WHAT THE TASK REQUIRES →
Can you output the listing below unchanged, line for line, with the pictures left out?

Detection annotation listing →
------------------------------------

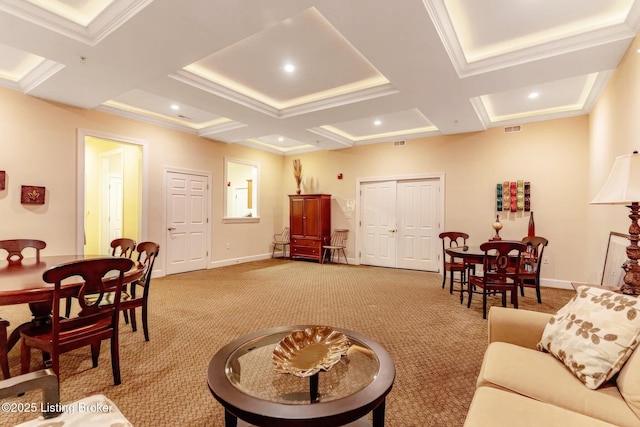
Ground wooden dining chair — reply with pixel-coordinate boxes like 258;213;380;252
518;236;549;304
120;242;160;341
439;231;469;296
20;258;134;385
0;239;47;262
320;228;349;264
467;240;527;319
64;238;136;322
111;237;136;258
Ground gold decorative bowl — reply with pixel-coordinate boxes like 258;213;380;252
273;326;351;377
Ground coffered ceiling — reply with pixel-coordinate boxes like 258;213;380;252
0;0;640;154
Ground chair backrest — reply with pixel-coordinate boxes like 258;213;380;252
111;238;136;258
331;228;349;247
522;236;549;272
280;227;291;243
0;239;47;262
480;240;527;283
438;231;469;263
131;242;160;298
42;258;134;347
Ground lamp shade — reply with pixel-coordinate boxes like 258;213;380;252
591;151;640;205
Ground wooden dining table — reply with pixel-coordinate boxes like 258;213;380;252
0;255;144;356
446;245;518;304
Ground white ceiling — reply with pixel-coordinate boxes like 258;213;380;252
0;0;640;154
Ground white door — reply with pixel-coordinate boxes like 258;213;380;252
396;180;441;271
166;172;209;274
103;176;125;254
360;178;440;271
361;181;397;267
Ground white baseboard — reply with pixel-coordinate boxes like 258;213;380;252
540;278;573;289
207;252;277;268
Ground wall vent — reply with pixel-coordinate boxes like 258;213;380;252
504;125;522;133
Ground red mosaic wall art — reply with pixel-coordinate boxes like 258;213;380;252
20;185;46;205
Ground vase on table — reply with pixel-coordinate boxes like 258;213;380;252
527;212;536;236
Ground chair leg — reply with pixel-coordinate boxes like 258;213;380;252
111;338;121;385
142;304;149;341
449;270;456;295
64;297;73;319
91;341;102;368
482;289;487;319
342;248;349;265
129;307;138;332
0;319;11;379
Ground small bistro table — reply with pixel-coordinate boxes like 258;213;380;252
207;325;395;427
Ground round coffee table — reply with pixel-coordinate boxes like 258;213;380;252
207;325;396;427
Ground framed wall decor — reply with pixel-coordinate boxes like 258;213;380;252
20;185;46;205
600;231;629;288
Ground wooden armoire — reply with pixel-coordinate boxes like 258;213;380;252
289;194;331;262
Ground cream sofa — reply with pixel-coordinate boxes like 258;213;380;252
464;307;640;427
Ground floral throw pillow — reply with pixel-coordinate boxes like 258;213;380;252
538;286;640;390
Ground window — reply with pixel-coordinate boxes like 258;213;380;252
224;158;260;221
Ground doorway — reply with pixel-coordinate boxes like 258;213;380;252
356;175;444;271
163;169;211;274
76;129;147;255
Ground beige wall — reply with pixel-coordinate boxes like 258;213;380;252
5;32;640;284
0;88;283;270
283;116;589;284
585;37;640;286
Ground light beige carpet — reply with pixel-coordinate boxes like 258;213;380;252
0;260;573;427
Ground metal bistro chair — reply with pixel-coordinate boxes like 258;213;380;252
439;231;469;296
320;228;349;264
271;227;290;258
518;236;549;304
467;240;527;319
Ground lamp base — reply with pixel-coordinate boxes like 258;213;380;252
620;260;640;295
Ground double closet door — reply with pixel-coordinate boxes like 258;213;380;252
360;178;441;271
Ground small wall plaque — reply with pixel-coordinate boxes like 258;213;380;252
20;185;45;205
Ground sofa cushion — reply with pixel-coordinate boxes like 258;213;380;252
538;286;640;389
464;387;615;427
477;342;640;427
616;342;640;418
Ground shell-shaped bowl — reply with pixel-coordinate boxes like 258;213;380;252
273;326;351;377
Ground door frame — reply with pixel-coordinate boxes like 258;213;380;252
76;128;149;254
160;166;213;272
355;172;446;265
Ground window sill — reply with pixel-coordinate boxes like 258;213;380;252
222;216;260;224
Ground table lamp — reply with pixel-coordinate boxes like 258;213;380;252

------------------------------------

TASK RESULT →
Ground wooden dining chair — reply with pixel-coordinate boxes like 258;213;380;252
518;236;549;304
120;242;160;341
439;231;469;296
20;258;134;385
0;239;47;262
320;228;349;264
467;240;527;319
64;238;136;322
111;237;136;258
Ground gold decorative bowl — reply with pixel-coordinate boxes like 258;213;380;252
273;326;351;377
Ground coffered ceiling — reply with pixel-coordinate boxes like 258;213;380;252
0;0;640;154
Ground chair backrest — reply with pixel-coordinate boxes like 258;213;380;252
111;238;136;258
331;228;349;247
522;236;549;272
280;227;291;243
0;239;47;262
480;240;527;283
438;231;469;263
131;242;160;298
42;258;134;347
Ground lamp shade — reply with pixel-coordinate boxes like 258;213;380;252
591;151;640;205
Ground wooden dining table — reply with pixel-coordinate boxes like 258;213;380;252
0;255;144;356
446;245;518;304
Ground white ceiling — reply with pixel-coordinate boxes like 258;213;380;252
0;0;640;154
Ground white door — reply with pixel-coordinate boxes like 258;213;380;252
396;180;441;271
166;172;209;274
103;176;125;254
360;178;440;271
361;181;397;267
Ground white baseboard — reply with pixel-coordinate boxes like 258;213;380;252
540;278;573;289
207;252;277;268
Ground wall vent — reply with pixel-coordinate boxes like 258;213;380;252
504;125;522;133
Ground red mosaic wall art — reply with pixel-coordinate boxes like 258;213;380;252
20;185;46;205
Ground vase on table — reply with pixel-coordinate boxes like 258;213;380;252
527;212;536;236
Ground chair leg — reply with pixel-coordinate boxes like 258;213;380;252
111;338;121;385
142;304;149;341
449;270;456;295
64;297;73;319
91;341;102;368
482;289;487;319
342;248;349;265
129;307;138;332
0;319;11;379
Ground small bistro table — reply with pixel-coordinate boxes like 258;213;380;252
207;325;395;427
Ground round coffee table — reply with pixel-coordinate boxes like 258;213;380;252
207;325;396;427
Ground framed wall decor — reply with pixel-coordinate boxes like 258;213;380;252
20;185;46;205
600;231;629;288
Ground wooden armoire — reply with pixel-coordinate boxes like 258;213;380;252
289;194;331;262
Ground cream sofa — reply with pixel-coordinate boxes like 258;213;380;252
464;307;640;427
Ground floral throw pillow — reply with pixel-coordinate boxes like 258;213;380;252
538;286;640;390
Ground window — reply with pixel-coordinate boxes like 258;213;380;252
224;158;260;221
Ground doorway — reply with pixel-coordinate boxes like 258;213;380;252
356;175;444;271
163;169;211;274
76;129;147;255
Ground beige wall — reply with pixel-coordinate boxes like 258;213;380;252
5;32;640;284
0;88;283;270
283;116;589;284
585;37;640;286
Ground light beige carpet — reply with pixel-coordinate boxes like 258;213;380;252
0;260;573;427
Ground metal bistro chair — reply with pixel-coordinate boxes like 258;213;380;252
439;231;469;296
320;228;349;264
271;227;290;258
518;236;549;304
467;240;527;319
Ground lamp base — reply with pixel-coordinate boxes like 258;213;380;252
620;260;640;295
Ground double closet door — reply with pixel-coordinate boxes like 258;213;380;252
360;178;441;271
Ground small wall plaque — reply with pixel-coordinate boxes like 258;213;380;252
20;185;45;205
Ground sofa cushion — reply with pixel-coordinate boxes like 258;213;380;252
538;286;640;389
464;387;615;427
477;342;640;427
616;342;640;418
Ground shell-shaped bowl — reply with pixel-coordinate boxes like 258;213;380;252
273;326;351;377
Ground door frame — reply with pixel-coordinate boxes like 258;213;380;252
76;128;149;254
160;166;213;272
355;172;446;265
Ground window sill — reply with pixel-coordinate boxes like 258;213;380;252
222;216;260;224
Ground table lamp — reply with pixel-coordinate boxes like 258;213;380;252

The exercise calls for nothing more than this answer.